**What to work on:**
A word-for-word copy of the records below is needed, without the images.

**Input:**
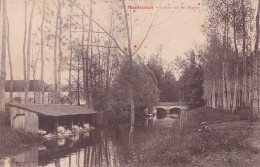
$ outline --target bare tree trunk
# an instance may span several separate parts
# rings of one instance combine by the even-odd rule
[[[30,16],[29,31],[28,31],[28,44],[27,44],[27,78],[25,86],[25,104],[28,104],[28,92],[29,92],[29,81],[30,81],[30,54],[31,54],[31,37],[32,37],[32,21],[34,15],[35,0],[32,1],[32,12]]]
[[[38,54],[34,61],[34,53],[33,53],[33,49],[32,49],[32,63],[31,64],[33,65],[32,72],[33,72],[34,81],[36,80],[37,60],[38,60]],[[36,104],[36,92],[33,92],[33,103]]]
[[[225,62],[222,63],[222,105],[223,109],[227,109],[227,100],[226,100],[226,84],[225,84]]]
[[[235,87],[234,87],[234,96],[233,96],[233,107],[232,107],[232,113],[234,110],[238,107],[238,87],[239,87],[239,78],[238,78],[238,48],[237,48],[237,39],[236,39],[236,10],[235,10],[235,1],[233,0],[233,40],[234,40],[234,46],[236,51],[236,73],[235,73]]]
[[[257,114],[259,115],[259,109],[260,109],[260,91],[259,91],[259,69],[257,68],[258,67],[258,63],[259,63],[259,59],[258,59],[258,55],[256,57],[256,89],[257,89],[257,94],[256,94],[256,101],[257,101]]]
[[[222,109],[222,96],[221,96],[221,80],[218,80],[218,100],[217,100],[217,107],[218,109]]]
[[[45,0],[43,0],[42,23],[41,23],[41,82],[42,82],[42,104],[44,104],[44,56],[43,56],[43,26],[45,22]]]
[[[131,49],[131,38],[129,33],[129,26],[128,26],[128,18],[127,18],[127,12],[126,12],[126,5],[125,0],[122,0],[123,8],[124,8],[124,15],[125,15],[125,26],[126,26],[126,32],[127,32],[127,39],[128,39],[128,56],[129,56],[129,102],[130,102],[130,133],[129,136],[131,136],[134,132],[134,117],[135,117],[135,106],[134,106],[134,99],[133,99],[133,86],[132,86],[132,71],[133,71],[133,57],[132,57],[132,49]]]
[[[232,106],[232,113],[234,112],[234,110],[237,108],[238,106],[238,103],[237,103],[237,97],[238,97],[238,74],[237,74],[237,71],[238,71],[238,65],[236,64],[236,78],[235,78],[235,87],[234,87],[234,96],[233,96],[233,106]]]
[[[85,23],[84,23],[83,12],[82,12],[81,24],[82,24],[81,58],[82,58],[83,84],[84,84],[84,90],[86,90],[86,60],[84,55]]]
[[[32,63],[31,65],[33,66],[32,71],[33,71],[33,80],[36,80],[36,71],[37,71],[37,62],[39,60],[39,53],[37,53],[35,60],[34,60],[34,53],[32,49]]]
[[[5,112],[5,77],[6,77],[6,0],[3,0],[3,29],[2,29],[2,56],[1,56],[1,88],[0,112]]]
[[[216,108],[216,86],[215,82],[213,81],[213,88],[212,88],[212,108]]]
[[[223,51],[224,51],[224,58],[223,58],[223,62],[222,62],[222,108],[224,110],[227,109],[227,101],[226,101],[226,86],[225,86],[225,74],[226,74],[226,65],[225,65],[225,61],[226,61],[226,54],[227,54],[227,45],[226,45],[226,37],[227,37],[227,20],[225,18],[225,26],[224,26],[224,36],[223,36]]]
[[[80,58],[79,58],[79,55],[77,56],[78,57],[78,79],[77,79],[77,105],[79,106],[80,105],[80,94],[79,94],[79,73],[80,73],[80,69],[79,69],[79,61],[80,61]]]
[[[91,2],[92,3],[92,2]],[[89,94],[89,108],[93,109],[93,71],[92,71],[92,65],[93,65],[93,26],[91,26],[91,33],[90,33],[90,64],[89,64],[89,81],[90,81],[90,91]]]
[[[27,2],[24,1],[23,78],[26,80]]]
[[[27,1],[24,1],[23,79],[26,82]],[[26,92],[24,92],[24,96]],[[24,101],[25,102],[25,101]]]
[[[90,15],[89,15],[89,27],[88,27],[88,38],[87,38],[87,50],[86,50],[86,72],[85,72],[85,87],[84,92],[86,94],[86,101],[88,107],[90,107],[90,99],[89,99],[89,43],[90,43],[90,37],[91,37],[91,27],[92,27],[92,0],[90,0]]]
[[[60,6],[61,2],[58,0],[58,8],[57,8],[57,17],[56,17],[56,30],[55,30],[55,41],[54,41],[54,102],[57,103],[57,93],[58,93],[58,85],[57,85],[57,37],[58,37],[58,25],[59,25],[59,15],[60,15]]]
[[[62,60],[63,60],[63,53],[62,53],[62,18],[61,18],[61,4],[59,5],[59,64],[58,64],[58,85],[57,85],[57,94],[60,95],[61,89],[61,72],[62,72]]]
[[[110,34],[112,35],[112,15],[111,15],[111,20],[110,20]],[[107,66],[106,66],[106,110],[109,109],[109,65],[110,65],[110,53],[111,53],[111,45],[112,41],[109,38],[109,48],[107,52]]]
[[[100,45],[100,38],[99,38],[99,27],[98,27],[98,44]],[[99,93],[102,92],[102,86],[101,86],[101,78],[102,78],[102,73],[101,73],[101,54],[100,54],[100,50],[99,50],[99,47],[97,48],[98,49],[98,86],[99,86]]]
[[[234,3],[234,0],[233,0]],[[235,8],[235,7],[233,7]],[[232,112],[238,107],[238,87],[239,87],[239,78],[238,78],[238,49],[237,49],[237,39],[236,39],[236,22],[235,22],[235,10],[233,10],[233,37],[234,37],[234,45],[235,45],[235,51],[236,51],[236,73],[235,73],[235,87],[234,87],[234,96],[233,96],[233,107]]]
[[[258,115],[259,112],[259,85],[258,85],[258,55],[259,55],[259,17],[260,17],[260,0],[258,1],[257,15],[256,15],[256,41],[255,41],[255,56],[253,66],[253,115]]]
[[[101,68],[102,69],[105,69],[105,57],[103,56],[103,59],[102,59],[102,63],[101,63]],[[101,76],[100,76],[100,80],[101,80],[101,90],[103,91],[104,90],[104,72],[101,73]]]
[[[246,73],[246,25],[245,25],[245,7],[244,7],[244,0],[241,0],[242,5],[242,30],[243,30],[243,44],[242,44],[242,57],[243,57],[243,94],[242,94],[242,101],[245,106],[247,106],[247,73]]]
[[[229,111],[232,111],[233,109],[233,101],[232,101],[232,92],[231,92],[231,88],[230,88],[230,85],[231,85],[231,81],[230,80],[227,80],[226,81],[226,85],[227,85],[227,103],[228,103],[228,110]]]
[[[227,4],[228,4],[228,0],[227,0]],[[226,54],[225,56],[228,57],[229,56],[229,6],[227,5],[227,27],[226,27]],[[231,109],[231,89],[230,89],[230,80],[229,80],[229,76],[228,76],[228,69],[225,69],[225,86],[226,86],[226,104],[227,104],[227,110]]]
[[[235,1],[233,0],[233,38],[234,38],[234,46],[236,54],[238,55],[238,49],[237,49],[237,39],[236,39],[236,10],[235,10]]]
[[[10,102],[13,102],[13,88],[14,88],[14,79],[13,79],[13,65],[12,65],[12,58],[11,58],[11,51],[10,51],[10,40],[9,40],[9,20],[6,13],[6,23],[7,23],[7,48],[8,48],[8,59],[9,59],[9,68],[10,68]]]
[[[71,32],[71,20],[72,20],[72,2],[70,3],[70,67],[69,67],[69,98],[70,98],[70,104],[71,104],[71,68],[72,68],[72,32]],[[84,79],[84,78],[83,78]]]
[[[253,99],[253,97],[252,97],[252,88],[253,88],[253,86],[252,86],[252,84],[253,84],[253,82],[252,82],[252,80],[253,80],[253,70],[250,70],[250,73],[252,74],[252,75],[249,75],[248,76],[248,105],[249,106],[252,106],[252,99]]]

**Result of this exercise:**
$ outline --target bare tree trunk
# an instance may span several separate parts
# rings of one instance combine by the even-odd rule
[[[30,16],[29,31],[28,31],[28,44],[27,44],[27,78],[25,86],[25,104],[28,104],[28,92],[29,92],[29,81],[30,81],[30,54],[31,54],[31,37],[32,37],[32,21],[34,15],[35,0],[32,1],[32,12]]]
[[[38,54],[34,61],[34,53],[33,53],[33,49],[32,49],[32,63],[31,64],[33,65],[32,72],[33,72],[34,81],[36,80],[37,60],[38,60]],[[36,104],[36,92],[33,92],[33,103]]]
[[[225,62],[222,63],[222,105],[223,109],[227,109],[227,100],[226,100],[226,84],[225,84]]]
[[[235,87],[234,87],[234,96],[233,96],[233,107],[232,107],[232,113],[234,110],[238,107],[238,87],[239,87],[239,78],[238,78],[238,48],[237,48],[237,39],[236,39],[236,10],[235,10],[235,1],[233,0],[233,40],[234,40],[234,46],[236,51],[236,73],[235,73]]]
[[[257,114],[259,115],[259,109],[260,109],[260,91],[259,91],[259,69],[257,68],[258,67],[258,63],[259,63],[259,59],[258,59],[258,55],[256,57],[256,89],[257,89],[257,94],[256,94],[256,101],[257,101]]]
[[[222,109],[222,96],[221,96],[221,80],[218,80],[218,100],[217,100],[217,107],[218,109]]]
[[[45,0],[43,0],[42,23],[41,23],[41,82],[42,82],[42,104],[44,104],[44,56],[43,56],[43,26],[45,22]]]
[[[131,49],[131,38],[129,33],[129,26],[128,26],[128,18],[127,18],[127,12],[126,12],[126,5],[125,0],[122,0],[123,8],[124,8],[124,15],[125,15],[125,26],[126,26],[126,32],[127,32],[127,39],[128,39],[128,56],[129,56],[129,102],[130,102],[130,133],[129,136],[131,136],[134,132],[134,117],[135,117],[135,106],[134,106],[134,99],[133,99],[133,86],[132,86],[132,71],[133,71],[133,57],[132,57],[132,49]]]
[[[232,106],[232,113],[234,112],[234,110],[237,108],[238,106],[238,103],[237,103],[237,97],[238,97],[238,74],[237,74],[237,71],[238,71],[238,65],[236,64],[236,78],[235,78],[235,87],[234,87],[234,96],[233,96],[233,106]]]
[[[85,23],[84,23],[83,12],[82,12],[81,24],[82,24],[81,58],[82,58],[83,84],[84,84],[84,90],[86,90],[86,60],[84,55]]]
[[[32,63],[31,65],[33,66],[32,71],[33,71],[33,80],[36,80],[36,71],[37,71],[37,62],[39,60],[39,53],[37,53],[35,60],[34,60],[34,53],[32,49]]]
[[[5,112],[5,77],[6,77],[6,0],[3,0],[3,29],[2,29],[2,56],[1,56],[1,88],[0,112]]]
[[[216,108],[216,86],[215,82],[213,81],[213,88],[212,88],[212,108]]]
[[[223,51],[224,51],[224,58],[223,58],[223,62],[222,62],[222,108],[224,110],[227,109],[227,101],[226,101],[226,86],[225,86],[225,74],[226,74],[226,65],[225,65],[225,61],[226,61],[226,54],[227,54],[227,45],[226,45],[226,37],[227,37],[227,20],[225,18],[225,26],[224,26],[224,36],[223,36]]]
[[[80,58],[79,58],[79,55],[77,56],[78,57],[78,79],[77,79],[77,105],[79,106],[80,105],[80,94],[79,94],[79,73],[80,73],[80,69],[79,69],[79,61],[80,61]]]
[[[91,2],[92,3],[92,2]],[[89,94],[89,108],[93,109],[93,71],[92,71],[92,65],[93,65],[93,26],[91,26],[91,33],[90,33],[90,64],[89,64],[89,81],[90,81],[90,91]]]
[[[27,2],[24,1],[23,78],[26,80]]]
[[[27,1],[24,1],[23,79],[26,82]],[[26,92],[24,92],[24,96]],[[24,101],[25,102],[25,101]]]
[[[90,15],[89,15],[89,27],[88,27],[88,38],[87,38],[87,50],[86,50],[86,72],[85,72],[85,87],[84,92],[86,94],[86,101],[88,107],[90,107],[90,99],[89,99],[89,43],[90,43],[90,37],[91,37],[91,27],[92,27],[92,0],[90,0]]]
[[[60,6],[61,2],[58,0],[58,8],[57,8],[57,17],[56,17],[56,30],[55,30],[55,41],[54,41],[54,102],[57,103],[57,93],[58,93],[58,85],[57,85],[57,37],[58,37],[58,25],[59,25],[59,15],[60,15]]]
[[[62,60],[63,60],[63,53],[62,53],[62,18],[61,18],[61,4],[59,5],[59,64],[58,64],[58,85],[57,85],[57,94],[60,95],[61,89],[61,72],[62,72]]]
[[[110,34],[112,35],[112,15],[111,15],[111,20],[110,20]],[[107,66],[106,66],[106,110],[109,109],[109,65],[110,65],[110,53],[111,53],[111,45],[112,41],[109,38],[109,48],[107,52]]]
[[[100,45],[100,38],[99,38],[99,27],[98,27],[98,44]],[[99,93],[102,92],[102,86],[101,86],[101,78],[102,78],[102,73],[101,73],[101,54],[100,54],[100,50],[99,50],[99,47],[97,48],[98,49],[98,86],[99,86]]]
[[[234,3],[234,0],[233,0]],[[235,8],[235,7],[233,7]],[[232,112],[238,107],[238,87],[239,87],[239,78],[238,78],[238,49],[237,49],[237,39],[236,39],[236,22],[235,22],[235,10],[233,10],[233,37],[234,37],[234,45],[235,45],[235,51],[236,51],[236,73],[235,73],[235,87],[234,87],[234,96],[233,96],[233,107]]]
[[[258,115],[259,112],[259,85],[258,85],[258,55],[259,55],[259,17],[260,17],[260,0],[258,1],[257,15],[256,15],[256,41],[255,41],[255,56],[253,66],[253,115]]]
[[[101,68],[102,69],[105,69],[105,57],[103,56],[103,59],[102,59],[102,63],[101,63]],[[101,76],[100,76],[100,80],[101,80],[101,90],[103,91],[104,90],[104,72],[101,73]]]
[[[246,73],[246,25],[245,25],[245,7],[244,7],[244,0],[241,0],[242,5],[242,30],[243,30],[243,44],[242,44],[242,57],[243,57],[243,94],[242,94],[242,101],[245,106],[247,106],[247,73]]]
[[[229,111],[232,111],[233,109],[233,101],[232,101],[232,92],[231,92],[231,88],[230,88],[230,85],[231,85],[231,81],[230,80],[227,80],[226,81],[226,85],[227,85],[227,103],[228,103],[228,110]]]
[[[227,4],[228,4],[228,0],[227,0]],[[226,54],[225,56],[228,57],[229,56],[229,6],[227,5],[227,27],[226,27]],[[231,109],[231,89],[230,89],[230,80],[229,80],[229,76],[228,76],[228,69],[225,69],[225,86],[226,86],[226,104],[227,104],[227,110]]]
[[[235,1],[233,0],[233,38],[234,38],[234,46],[236,54],[238,55],[238,49],[237,49],[237,39],[236,39],[236,10],[235,10]]]
[[[10,102],[13,102],[13,88],[14,88],[14,79],[13,79],[13,65],[12,65],[12,58],[11,58],[11,51],[10,51],[10,40],[9,40],[9,20],[6,13],[6,23],[7,23],[7,48],[8,48],[8,59],[9,59],[9,68],[10,68]]]
[[[71,32],[71,20],[72,20],[72,2],[70,3],[70,67],[69,67],[69,98],[70,98],[70,104],[71,104],[71,68],[72,68],[72,32]],[[84,79],[84,78],[83,78]]]
[[[253,99],[253,97],[252,97],[252,88],[253,88],[253,86],[252,86],[252,84],[253,84],[253,82],[252,82],[252,80],[253,80],[253,70],[250,70],[250,73],[252,74],[252,75],[249,75],[248,76],[248,105],[249,106],[252,106],[252,99]]]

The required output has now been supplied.